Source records
== Segment start ==

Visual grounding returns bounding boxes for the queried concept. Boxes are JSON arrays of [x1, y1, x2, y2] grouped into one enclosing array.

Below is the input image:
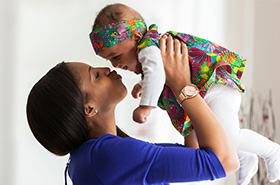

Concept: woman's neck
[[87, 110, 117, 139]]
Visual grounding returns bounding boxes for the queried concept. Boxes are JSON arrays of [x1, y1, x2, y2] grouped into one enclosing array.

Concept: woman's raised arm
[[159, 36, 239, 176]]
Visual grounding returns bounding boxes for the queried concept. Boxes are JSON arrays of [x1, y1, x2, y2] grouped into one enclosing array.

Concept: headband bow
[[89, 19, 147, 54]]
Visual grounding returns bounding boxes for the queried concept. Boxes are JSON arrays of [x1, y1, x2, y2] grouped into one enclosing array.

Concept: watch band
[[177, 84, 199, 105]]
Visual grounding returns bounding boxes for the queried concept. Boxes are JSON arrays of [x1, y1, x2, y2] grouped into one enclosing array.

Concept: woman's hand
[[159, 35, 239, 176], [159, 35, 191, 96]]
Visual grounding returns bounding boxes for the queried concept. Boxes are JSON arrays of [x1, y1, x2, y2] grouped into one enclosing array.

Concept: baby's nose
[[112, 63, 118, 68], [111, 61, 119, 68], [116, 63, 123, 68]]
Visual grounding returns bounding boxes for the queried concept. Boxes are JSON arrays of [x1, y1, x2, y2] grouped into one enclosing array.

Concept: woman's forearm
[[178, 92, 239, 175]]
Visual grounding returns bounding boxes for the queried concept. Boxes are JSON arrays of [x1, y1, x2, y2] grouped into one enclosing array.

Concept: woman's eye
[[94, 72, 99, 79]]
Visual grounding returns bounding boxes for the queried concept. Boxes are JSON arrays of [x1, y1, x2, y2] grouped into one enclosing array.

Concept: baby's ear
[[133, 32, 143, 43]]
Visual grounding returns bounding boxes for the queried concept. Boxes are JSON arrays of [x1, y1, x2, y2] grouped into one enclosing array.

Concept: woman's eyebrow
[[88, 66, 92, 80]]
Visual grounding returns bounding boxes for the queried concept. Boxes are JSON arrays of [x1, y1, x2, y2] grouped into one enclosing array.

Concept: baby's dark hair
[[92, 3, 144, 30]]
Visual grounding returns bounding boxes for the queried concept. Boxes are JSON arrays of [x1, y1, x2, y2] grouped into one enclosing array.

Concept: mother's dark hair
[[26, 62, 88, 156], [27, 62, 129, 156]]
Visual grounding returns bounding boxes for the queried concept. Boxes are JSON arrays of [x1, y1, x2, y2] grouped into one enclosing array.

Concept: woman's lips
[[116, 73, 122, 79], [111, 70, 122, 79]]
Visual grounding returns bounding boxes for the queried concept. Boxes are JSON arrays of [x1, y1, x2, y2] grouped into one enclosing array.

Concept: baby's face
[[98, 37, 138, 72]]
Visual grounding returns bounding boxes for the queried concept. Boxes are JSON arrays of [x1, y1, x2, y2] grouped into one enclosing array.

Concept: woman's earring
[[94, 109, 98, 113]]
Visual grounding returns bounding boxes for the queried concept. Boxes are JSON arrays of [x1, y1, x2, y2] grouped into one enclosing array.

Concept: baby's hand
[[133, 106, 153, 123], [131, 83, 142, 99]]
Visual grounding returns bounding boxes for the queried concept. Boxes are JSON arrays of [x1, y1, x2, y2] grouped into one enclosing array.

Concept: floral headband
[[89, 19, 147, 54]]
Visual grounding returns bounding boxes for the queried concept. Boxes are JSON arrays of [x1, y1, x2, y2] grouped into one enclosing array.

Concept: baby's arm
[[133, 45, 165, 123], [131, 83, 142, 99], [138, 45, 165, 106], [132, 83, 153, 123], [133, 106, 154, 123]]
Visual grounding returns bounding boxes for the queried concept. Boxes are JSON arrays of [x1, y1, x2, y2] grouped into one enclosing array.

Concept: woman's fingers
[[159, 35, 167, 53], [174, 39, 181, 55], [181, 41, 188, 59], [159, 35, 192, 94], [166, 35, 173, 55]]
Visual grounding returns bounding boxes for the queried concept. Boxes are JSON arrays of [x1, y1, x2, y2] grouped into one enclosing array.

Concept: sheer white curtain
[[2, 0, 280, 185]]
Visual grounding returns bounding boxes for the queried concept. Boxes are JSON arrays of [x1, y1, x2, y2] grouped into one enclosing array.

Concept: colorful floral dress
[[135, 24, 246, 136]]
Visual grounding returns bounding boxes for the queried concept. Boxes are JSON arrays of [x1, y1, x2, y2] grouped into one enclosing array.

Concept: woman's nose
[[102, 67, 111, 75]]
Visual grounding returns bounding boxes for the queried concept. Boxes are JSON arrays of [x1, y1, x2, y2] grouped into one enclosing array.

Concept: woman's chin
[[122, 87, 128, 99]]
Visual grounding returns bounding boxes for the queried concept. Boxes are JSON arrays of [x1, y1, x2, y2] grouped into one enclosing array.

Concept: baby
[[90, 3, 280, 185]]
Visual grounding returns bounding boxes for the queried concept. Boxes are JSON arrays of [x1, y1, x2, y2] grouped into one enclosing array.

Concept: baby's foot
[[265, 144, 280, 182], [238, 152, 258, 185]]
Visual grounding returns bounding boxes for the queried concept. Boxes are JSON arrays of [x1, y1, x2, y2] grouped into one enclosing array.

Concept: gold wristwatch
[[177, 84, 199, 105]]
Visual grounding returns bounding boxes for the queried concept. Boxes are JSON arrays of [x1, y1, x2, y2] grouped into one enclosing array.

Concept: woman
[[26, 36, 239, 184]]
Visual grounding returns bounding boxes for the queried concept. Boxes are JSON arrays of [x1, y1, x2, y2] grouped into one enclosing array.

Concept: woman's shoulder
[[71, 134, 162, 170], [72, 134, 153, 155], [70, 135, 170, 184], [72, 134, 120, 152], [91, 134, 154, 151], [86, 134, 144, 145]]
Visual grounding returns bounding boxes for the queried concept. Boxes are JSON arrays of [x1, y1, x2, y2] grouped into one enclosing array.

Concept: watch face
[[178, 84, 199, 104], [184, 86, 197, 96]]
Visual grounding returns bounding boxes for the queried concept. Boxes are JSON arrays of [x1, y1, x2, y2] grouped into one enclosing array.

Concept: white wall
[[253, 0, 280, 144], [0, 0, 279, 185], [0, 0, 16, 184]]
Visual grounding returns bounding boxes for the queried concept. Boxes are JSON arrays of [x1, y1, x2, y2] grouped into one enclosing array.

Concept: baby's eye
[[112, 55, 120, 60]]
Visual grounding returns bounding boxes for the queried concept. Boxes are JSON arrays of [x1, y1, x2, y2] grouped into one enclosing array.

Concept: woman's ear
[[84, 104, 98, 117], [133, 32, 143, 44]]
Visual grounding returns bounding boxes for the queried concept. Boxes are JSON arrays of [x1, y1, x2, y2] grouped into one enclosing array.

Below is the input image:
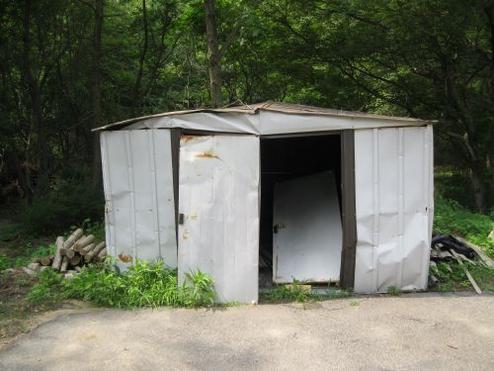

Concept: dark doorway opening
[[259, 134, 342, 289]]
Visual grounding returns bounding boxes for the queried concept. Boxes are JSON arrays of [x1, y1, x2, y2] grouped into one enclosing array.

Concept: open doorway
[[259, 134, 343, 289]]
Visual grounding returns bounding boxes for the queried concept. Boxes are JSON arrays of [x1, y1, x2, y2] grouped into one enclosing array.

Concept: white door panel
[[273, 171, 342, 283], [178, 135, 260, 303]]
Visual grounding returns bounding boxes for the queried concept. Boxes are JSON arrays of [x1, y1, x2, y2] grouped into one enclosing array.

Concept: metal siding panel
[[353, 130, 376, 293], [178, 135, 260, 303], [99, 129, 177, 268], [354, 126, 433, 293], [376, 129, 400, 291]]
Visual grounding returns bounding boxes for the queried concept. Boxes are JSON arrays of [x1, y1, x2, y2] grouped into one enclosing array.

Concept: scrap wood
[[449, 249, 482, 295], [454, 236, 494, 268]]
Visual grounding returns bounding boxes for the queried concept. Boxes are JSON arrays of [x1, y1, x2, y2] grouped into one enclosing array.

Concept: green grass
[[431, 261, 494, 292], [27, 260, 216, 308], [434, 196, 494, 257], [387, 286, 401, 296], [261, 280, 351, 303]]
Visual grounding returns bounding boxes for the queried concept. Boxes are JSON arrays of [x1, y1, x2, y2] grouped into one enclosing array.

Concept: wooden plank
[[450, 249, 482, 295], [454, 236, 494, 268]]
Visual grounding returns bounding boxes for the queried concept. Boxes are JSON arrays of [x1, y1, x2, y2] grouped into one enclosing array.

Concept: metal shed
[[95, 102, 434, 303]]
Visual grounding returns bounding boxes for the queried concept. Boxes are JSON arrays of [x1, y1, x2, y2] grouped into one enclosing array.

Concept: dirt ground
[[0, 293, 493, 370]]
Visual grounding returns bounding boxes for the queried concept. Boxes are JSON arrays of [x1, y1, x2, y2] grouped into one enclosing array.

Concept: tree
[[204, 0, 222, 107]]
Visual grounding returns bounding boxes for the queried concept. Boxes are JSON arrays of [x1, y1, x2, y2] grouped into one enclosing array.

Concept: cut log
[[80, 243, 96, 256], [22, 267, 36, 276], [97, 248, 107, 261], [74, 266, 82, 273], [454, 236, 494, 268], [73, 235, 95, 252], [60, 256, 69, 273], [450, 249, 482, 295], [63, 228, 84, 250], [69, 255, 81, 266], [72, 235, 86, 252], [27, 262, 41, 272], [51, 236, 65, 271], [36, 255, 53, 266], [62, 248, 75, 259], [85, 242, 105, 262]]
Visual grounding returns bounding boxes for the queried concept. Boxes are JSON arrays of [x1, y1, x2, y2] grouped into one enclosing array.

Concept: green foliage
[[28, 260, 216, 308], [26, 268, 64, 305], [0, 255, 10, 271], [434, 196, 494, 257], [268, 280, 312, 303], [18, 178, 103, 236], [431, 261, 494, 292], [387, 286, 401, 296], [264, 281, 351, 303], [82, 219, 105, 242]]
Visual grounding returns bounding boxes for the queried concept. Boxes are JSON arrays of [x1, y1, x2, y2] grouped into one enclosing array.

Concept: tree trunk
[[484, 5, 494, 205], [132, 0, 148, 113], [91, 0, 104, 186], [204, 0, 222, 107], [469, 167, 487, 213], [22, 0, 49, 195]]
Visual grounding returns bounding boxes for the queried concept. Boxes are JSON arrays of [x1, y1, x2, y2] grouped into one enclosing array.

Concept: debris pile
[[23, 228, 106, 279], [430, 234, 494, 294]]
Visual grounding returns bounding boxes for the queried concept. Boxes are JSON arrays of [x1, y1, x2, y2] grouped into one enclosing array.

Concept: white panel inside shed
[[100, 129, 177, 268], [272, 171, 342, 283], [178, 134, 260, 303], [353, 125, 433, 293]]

== Segment end ==

## Exercise requirements
Verbatim reproduction is required for the line holding "Concept: debris pile" and for every line after it in the records, with no other line included.

## Written solution
Concept: debris pile
[[23, 228, 106, 279], [430, 234, 494, 294]]
Visual grounding returns bounding boxes for the queried concept. Boxes are JSON arrays of [x1, y1, x2, y2] grouped into one enclosing array.

Concept: white panel inside shed
[[100, 129, 177, 268], [272, 171, 342, 283], [178, 134, 260, 303], [353, 125, 433, 293]]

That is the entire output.